# Extracted text

Now lets add the reward as weights, indicated by the size. Its clear that on the lower side, treatment \(-1\) is more dominating and one the upper side, \(1\) is more dominating. The true decision line is also given below.

  par(mfrow = c(1, 2))
  par(mar=rep(1,4))
  
  plot(x1, x2, pch = 19, xaxt = "n", yaxt = "n", xlab = "", ylab = "", 
       cex = (R+1.5)/3, col = ifelse(a==1, "deepskyblue", "darkorange"))
  legend("topright", c("Treatment = 1", "Treatment = -1"), pch = 19, 
         col = c("deepskyblue", "darkorange"), cex = 1.3)
  
  plot(x1, x2, pch = 19, xaxt = "n", yaxt = "n", xlab = "", ylab = "", 
       cex = (R+1.5)/3, col = ifelse(a==1, "deepskyblue", "darkorange"))
  legend("topright", c("Treatment = 1", "Treatment = -1"), pch = 19, 
         col = c("deepskyblue", "darkorange"), cex = 1.3)
  x1_grid = sort(x1)
  lines(x1_grid, sin(2*pi*x1_grid)/3+0.5, lwd = 3)

Let’s use an R package to solve this problem. We first try a linear kernel.

  # you need to install the package from github
  # devtools::install_github("cran/DTRlearn")

  library(DTRlearn)
## Loading required package: kernlab
## 
## Attaching package: 'kernlab'
## The following object is masked from 'package:scales':
## 
##     alpha
## Loading required package: MASS
## Loading required package: ggplot2
## 
## Attaching package: 'ggplot2'
## The following object is masked from 'package:kernlab':
## 
##     alpha
## The following object is masked from 'package:randomForest':
## 
##     margin
  par(mfrow = c(1, 1))
  # fit OWL using a linear kernel
  owl.fit = wsvm(X = cbind(x1, x2), A = a, wR = R-min(R), kernel = "linear")

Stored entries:
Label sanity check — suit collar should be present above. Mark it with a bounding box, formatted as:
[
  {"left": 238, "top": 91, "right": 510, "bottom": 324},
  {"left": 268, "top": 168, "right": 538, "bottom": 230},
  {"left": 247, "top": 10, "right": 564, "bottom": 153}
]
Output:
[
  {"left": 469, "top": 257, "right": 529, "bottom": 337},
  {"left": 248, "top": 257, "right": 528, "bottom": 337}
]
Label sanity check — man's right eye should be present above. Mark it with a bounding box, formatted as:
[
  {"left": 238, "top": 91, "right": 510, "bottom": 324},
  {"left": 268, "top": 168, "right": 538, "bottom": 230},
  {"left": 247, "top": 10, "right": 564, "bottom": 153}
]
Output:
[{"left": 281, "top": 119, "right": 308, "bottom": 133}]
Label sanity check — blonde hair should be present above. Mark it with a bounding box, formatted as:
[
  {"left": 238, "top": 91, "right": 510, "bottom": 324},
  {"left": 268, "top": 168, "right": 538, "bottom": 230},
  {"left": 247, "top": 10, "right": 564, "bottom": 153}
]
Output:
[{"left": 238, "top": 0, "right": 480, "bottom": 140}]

---

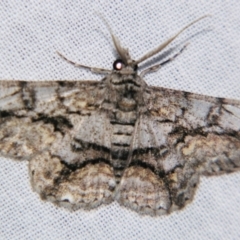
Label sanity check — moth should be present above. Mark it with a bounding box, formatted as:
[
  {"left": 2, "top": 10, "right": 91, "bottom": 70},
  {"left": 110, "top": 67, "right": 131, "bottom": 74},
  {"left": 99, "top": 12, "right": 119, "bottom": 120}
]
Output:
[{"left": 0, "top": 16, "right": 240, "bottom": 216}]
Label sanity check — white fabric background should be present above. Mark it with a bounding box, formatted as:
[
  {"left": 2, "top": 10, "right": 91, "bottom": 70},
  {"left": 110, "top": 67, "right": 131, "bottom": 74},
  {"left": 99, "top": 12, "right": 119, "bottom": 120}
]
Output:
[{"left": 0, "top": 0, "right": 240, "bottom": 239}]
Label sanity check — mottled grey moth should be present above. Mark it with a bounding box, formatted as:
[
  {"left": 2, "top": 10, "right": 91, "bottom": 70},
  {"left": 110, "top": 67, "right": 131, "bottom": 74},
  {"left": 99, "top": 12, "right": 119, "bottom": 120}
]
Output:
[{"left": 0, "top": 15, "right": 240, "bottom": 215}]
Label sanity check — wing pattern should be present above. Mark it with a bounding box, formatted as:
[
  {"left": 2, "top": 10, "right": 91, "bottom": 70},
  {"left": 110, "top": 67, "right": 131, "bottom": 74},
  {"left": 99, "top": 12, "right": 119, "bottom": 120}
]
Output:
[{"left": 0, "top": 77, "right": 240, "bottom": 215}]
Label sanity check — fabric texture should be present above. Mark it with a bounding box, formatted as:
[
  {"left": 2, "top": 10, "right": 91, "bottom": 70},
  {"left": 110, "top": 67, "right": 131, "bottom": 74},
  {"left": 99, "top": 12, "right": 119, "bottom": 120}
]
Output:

--

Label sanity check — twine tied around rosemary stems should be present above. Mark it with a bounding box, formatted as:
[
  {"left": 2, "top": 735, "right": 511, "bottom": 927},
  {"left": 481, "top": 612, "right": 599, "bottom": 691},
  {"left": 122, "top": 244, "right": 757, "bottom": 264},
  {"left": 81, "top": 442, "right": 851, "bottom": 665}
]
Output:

# Task list
1) Decide whether each statement below agrees with the R tutorial text. Answer yes or no for each, and quote the deciding words from the text.
(a) The package is installed from CRAN with install.packages.
(b) The first model fitted with the package uses a linear kernel.
(c) On the lower side of the plot, treatment 1 dominates.
2) Proceed with the R tutorial text, starting after its last line of code.

# Answers by task
1)
(a) No: "# you need to install the package from github"
(b) Yes: "We first try a linear kernel."
(c) No: "on the lower side, treatment \(-1\) is more dominating"

2)
  # plot results
  xgrid1 = seq(0, 1, 0.01)
  xgrid2 = seq(0, 1, 0.01)
  mesh = expand.grid(xgrid1, xgrid2)
  colnames(mesh) = c("x1", "x2")

  meshlabel = predict(owl.fit, data.matrix(mesh))

  # the decision line
  contour(xgrid1, xgrid2, xaxt = "n", yaxt = "n", lwd = 2,
          matrix(meshlabel, length(xgrid1), length(xgrid2)), levels = c(0.5))
  points(mesh, pch=".", cex=1.2, 
         col=ifelse(meshlabel==1,  "deepskyblue", "darkorange"))
  points(x1, x2, pch = 19, cex = (R+0.5)/1.5, 
         col = ifelse(a==1, "deepskyblue", "darkorange"))

Clearly, this is not ideal. Hence, we can try rbf kernel

  owl.fit = wsvm(X = cbind(x1, x2), A = a, wR = R-min(R), kernel = "rbf", sigma = 2)
  meshlabel = predict(owl.fit, data.matrix(mesh))
  
  # the decision line
  contour(xgrid1, xgrid2, xaxt = "n", yaxt = "n", lwd = 2,
          matrix(meshlabel, length(xgrid1), length(xgrid2)), levels = c(0.5))
  points(mesh, pch=".", cex=1.2, 
         col=ifelse(meshlabel==1,  "deepskyblue", "darkorange"))
  points(x1, x2, pch = 19, cex = (R+0.5)/1.5, 
         col = ifelse(a==1, "deepskyblue", "darkorange"))

We can also use random forests to perform this weighted classification.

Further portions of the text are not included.